## Written instruction
Copy out the material below line for line, keeping every character the same.

## Input
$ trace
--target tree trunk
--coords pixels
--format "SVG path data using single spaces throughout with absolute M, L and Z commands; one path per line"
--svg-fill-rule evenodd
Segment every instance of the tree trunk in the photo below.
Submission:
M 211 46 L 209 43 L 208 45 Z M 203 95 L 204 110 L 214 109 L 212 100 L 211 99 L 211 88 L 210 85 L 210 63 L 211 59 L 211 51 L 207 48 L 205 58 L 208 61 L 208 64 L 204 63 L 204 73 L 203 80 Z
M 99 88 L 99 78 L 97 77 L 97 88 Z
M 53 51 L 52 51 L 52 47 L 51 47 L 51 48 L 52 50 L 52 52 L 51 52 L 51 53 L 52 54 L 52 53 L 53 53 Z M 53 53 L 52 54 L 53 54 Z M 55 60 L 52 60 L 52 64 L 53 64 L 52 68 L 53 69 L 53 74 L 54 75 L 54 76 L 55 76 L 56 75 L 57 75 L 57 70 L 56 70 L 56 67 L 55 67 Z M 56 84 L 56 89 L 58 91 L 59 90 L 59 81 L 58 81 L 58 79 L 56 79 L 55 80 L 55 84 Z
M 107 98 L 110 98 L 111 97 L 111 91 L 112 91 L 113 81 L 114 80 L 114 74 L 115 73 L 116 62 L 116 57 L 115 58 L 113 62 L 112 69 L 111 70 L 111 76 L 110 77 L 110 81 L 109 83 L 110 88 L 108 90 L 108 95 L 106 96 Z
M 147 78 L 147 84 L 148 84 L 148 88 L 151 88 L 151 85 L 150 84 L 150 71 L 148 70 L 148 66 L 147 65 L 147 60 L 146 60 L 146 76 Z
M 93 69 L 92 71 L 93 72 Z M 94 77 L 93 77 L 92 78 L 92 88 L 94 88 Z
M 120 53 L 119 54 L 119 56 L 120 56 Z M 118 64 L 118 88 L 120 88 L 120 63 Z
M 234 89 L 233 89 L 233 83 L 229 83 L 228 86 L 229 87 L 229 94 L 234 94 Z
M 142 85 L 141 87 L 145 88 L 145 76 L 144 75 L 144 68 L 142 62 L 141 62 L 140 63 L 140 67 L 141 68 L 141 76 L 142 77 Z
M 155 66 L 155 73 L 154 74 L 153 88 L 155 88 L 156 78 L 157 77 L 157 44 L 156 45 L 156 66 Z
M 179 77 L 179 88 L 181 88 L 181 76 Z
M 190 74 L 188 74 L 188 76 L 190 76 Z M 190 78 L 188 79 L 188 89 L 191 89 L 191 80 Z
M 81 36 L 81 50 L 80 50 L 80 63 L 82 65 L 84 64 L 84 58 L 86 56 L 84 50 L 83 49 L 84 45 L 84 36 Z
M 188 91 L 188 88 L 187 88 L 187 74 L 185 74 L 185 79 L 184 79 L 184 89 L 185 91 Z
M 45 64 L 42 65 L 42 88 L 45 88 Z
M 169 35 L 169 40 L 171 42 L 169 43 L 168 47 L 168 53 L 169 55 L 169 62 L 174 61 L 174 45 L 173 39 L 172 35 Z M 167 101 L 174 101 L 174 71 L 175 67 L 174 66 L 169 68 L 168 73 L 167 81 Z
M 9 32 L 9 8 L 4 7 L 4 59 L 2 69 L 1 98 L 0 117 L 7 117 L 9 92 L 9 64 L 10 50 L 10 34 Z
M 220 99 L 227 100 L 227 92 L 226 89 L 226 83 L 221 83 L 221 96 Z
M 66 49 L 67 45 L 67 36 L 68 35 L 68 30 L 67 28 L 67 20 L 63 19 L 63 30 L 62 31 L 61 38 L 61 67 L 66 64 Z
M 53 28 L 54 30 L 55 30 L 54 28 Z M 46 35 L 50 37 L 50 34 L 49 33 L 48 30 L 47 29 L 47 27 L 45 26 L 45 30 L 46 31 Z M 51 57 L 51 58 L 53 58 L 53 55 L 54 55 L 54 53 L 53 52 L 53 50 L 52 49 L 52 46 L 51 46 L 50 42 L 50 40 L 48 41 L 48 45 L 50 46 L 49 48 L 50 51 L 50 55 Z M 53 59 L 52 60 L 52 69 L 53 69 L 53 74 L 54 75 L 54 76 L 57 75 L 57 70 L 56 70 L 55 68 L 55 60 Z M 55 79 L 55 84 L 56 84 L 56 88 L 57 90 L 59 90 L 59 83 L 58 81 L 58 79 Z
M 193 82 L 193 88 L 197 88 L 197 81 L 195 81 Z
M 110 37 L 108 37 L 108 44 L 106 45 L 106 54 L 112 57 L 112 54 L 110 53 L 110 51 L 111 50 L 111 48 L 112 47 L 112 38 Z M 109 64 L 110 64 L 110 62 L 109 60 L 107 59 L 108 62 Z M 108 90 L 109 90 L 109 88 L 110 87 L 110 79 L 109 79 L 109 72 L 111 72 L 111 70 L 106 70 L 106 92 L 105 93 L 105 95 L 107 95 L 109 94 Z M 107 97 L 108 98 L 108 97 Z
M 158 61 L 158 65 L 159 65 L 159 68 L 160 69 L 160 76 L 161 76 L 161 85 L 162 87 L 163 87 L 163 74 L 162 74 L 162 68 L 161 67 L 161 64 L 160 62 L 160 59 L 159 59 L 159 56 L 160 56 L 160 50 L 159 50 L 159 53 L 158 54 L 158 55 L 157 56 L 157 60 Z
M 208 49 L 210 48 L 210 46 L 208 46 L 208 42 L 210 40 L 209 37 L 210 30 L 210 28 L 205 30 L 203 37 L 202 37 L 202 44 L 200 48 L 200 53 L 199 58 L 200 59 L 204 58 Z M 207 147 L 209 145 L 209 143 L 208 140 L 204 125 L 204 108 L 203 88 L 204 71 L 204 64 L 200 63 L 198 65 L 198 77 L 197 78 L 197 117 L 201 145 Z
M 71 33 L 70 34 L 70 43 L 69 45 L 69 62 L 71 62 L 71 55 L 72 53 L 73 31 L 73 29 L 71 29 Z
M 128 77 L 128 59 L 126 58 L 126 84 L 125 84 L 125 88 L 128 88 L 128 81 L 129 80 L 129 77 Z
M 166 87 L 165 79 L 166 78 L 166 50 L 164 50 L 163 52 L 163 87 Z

## Response to the exercise
$ trace
--target tree trunk
--coords pixels
--format "SVG path data using single spaces throughout with absolute M, L and Z commands; one path per line"
--svg-fill-rule evenodd
Segment every instance of the tree trunk in the photo below.
Submission:
M 211 46 L 209 43 L 208 45 Z M 203 95 L 204 110 L 214 109 L 212 100 L 211 99 L 211 88 L 210 85 L 210 63 L 211 59 L 211 51 L 207 48 L 205 58 L 208 61 L 208 64 L 204 63 L 204 73 L 203 80 Z
M 99 88 L 99 78 L 97 77 L 97 88 Z
M 53 51 L 52 51 L 52 47 L 51 47 L 51 48 L 52 50 L 52 52 L 51 52 L 51 53 L 52 54 L 52 53 L 53 53 Z M 53 53 L 52 54 L 53 54 Z M 55 60 L 52 60 L 52 64 L 53 64 L 52 68 L 53 69 L 53 74 L 54 75 L 54 76 L 55 76 L 56 75 L 57 75 L 57 70 L 56 70 L 56 67 L 55 67 Z M 56 84 L 56 89 L 58 91 L 59 90 L 59 81 L 58 81 L 58 79 L 56 79 L 55 80 L 55 84 Z
M 107 98 L 110 98 L 111 97 L 111 91 L 112 91 L 113 81 L 114 80 L 114 74 L 115 73 L 116 62 L 116 57 L 115 58 L 113 62 L 112 69 L 111 70 L 111 76 L 110 77 L 110 81 L 109 83 L 110 88 L 108 90 L 108 95 L 106 96 Z
M 147 78 L 147 84 L 148 84 L 148 88 L 151 88 L 151 85 L 150 84 L 150 71 L 148 70 L 148 66 L 147 65 L 147 60 L 146 60 L 146 76 Z
M 93 69 L 92 71 L 93 72 Z M 94 77 L 93 77 L 92 78 L 92 88 L 94 88 Z
M 120 53 L 119 54 L 119 56 L 120 56 Z M 118 64 L 118 88 L 120 88 L 120 63 Z
M 234 89 L 233 89 L 233 83 L 229 83 L 228 86 L 229 87 L 229 94 L 234 94 Z
M 142 85 L 141 87 L 145 88 L 145 76 L 144 75 L 144 68 L 142 62 L 141 62 L 140 63 L 140 67 L 141 68 L 141 76 L 142 77 Z
M 155 66 L 155 73 L 154 74 L 153 88 L 155 88 L 156 78 L 157 77 L 157 44 L 156 45 L 156 66 Z
M 179 77 L 179 88 L 181 88 L 181 76 Z
M 190 74 L 188 74 L 188 76 L 190 76 Z M 190 78 L 188 79 L 188 89 L 191 89 L 191 80 Z
M 81 36 L 81 50 L 80 50 L 80 63 L 82 65 L 84 64 L 84 58 L 86 56 L 84 50 L 83 49 L 84 45 L 84 36 Z
M 188 91 L 188 88 L 187 88 L 187 74 L 185 74 L 185 79 L 184 79 L 184 89 L 185 91 Z
M 45 64 L 42 65 L 42 88 L 45 88 Z
M 169 35 L 169 40 L 171 42 L 169 43 L 168 47 L 168 53 L 169 55 L 169 62 L 174 61 L 174 45 L 173 39 L 172 35 Z M 167 101 L 174 101 L 174 71 L 175 67 L 174 66 L 169 68 L 168 73 L 167 81 Z
M 9 32 L 9 8 L 4 7 L 4 59 L 2 69 L 1 98 L 0 117 L 7 117 L 9 92 L 9 64 L 10 50 L 10 34 Z
M 220 99 L 227 100 L 227 92 L 226 89 L 226 83 L 221 83 L 221 96 Z
M 66 49 L 67 45 L 67 36 L 68 35 L 68 30 L 67 28 L 67 20 L 63 19 L 63 30 L 62 31 L 61 38 L 61 67 L 66 64 Z
M 53 28 L 54 30 L 55 30 L 54 28 Z M 46 35 L 50 37 L 50 34 L 49 33 L 48 30 L 47 29 L 47 27 L 45 26 L 45 30 L 46 31 Z M 51 57 L 51 58 L 53 58 L 53 55 L 54 55 L 54 53 L 53 52 L 53 50 L 52 49 L 52 46 L 51 46 L 50 42 L 50 40 L 48 41 L 48 45 L 50 46 L 49 48 L 50 51 L 50 55 Z M 53 59 L 52 60 L 52 69 L 53 69 L 53 74 L 54 75 L 54 76 L 57 75 L 57 70 L 56 70 L 55 68 L 55 60 Z M 55 79 L 55 84 L 56 84 L 56 88 L 57 90 L 59 90 L 59 83 L 58 81 L 58 79 Z
M 193 82 L 193 88 L 197 88 L 197 81 L 195 81 Z
M 110 37 L 108 37 L 108 44 L 106 45 L 106 54 L 112 57 L 112 54 L 110 53 L 110 51 L 111 50 L 111 48 L 112 47 L 112 38 Z M 109 64 L 110 64 L 110 62 L 109 60 L 107 59 L 108 62 Z M 108 90 L 109 90 L 109 88 L 110 87 L 110 79 L 109 79 L 109 72 L 111 72 L 111 70 L 106 70 L 106 92 L 105 93 L 105 95 L 107 95 L 109 94 Z M 107 97 L 108 98 L 108 97 Z
M 158 61 L 158 65 L 159 65 L 159 68 L 160 69 L 160 76 L 161 76 L 161 85 L 162 87 L 163 87 L 163 74 L 162 74 L 162 68 L 161 67 L 161 64 L 160 62 L 160 59 L 159 59 L 159 56 L 160 56 L 160 50 L 159 50 L 159 53 L 158 54 L 158 55 L 157 56 L 157 60 Z
M 208 49 L 210 48 L 210 46 L 208 46 L 208 42 L 210 40 L 209 37 L 210 30 L 210 28 L 205 30 L 203 37 L 202 37 L 202 44 L 200 48 L 200 53 L 199 58 L 200 59 L 204 58 Z M 207 147 L 209 145 L 209 143 L 208 140 L 204 125 L 204 108 L 203 88 L 204 71 L 204 64 L 200 63 L 198 65 L 198 77 L 197 78 L 197 117 L 201 145 Z
M 71 33 L 70 34 L 70 43 L 69 45 L 69 62 L 71 62 L 71 55 L 72 53 L 73 31 L 73 29 L 71 29 Z
M 128 77 L 128 59 L 126 58 L 126 84 L 125 84 L 125 88 L 128 88 L 128 81 L 129 80 L 129 77 Z
M 166 87 L 165 79 L 166 78 L 166 50 L 164 50 L 163 52 L 163 87 Z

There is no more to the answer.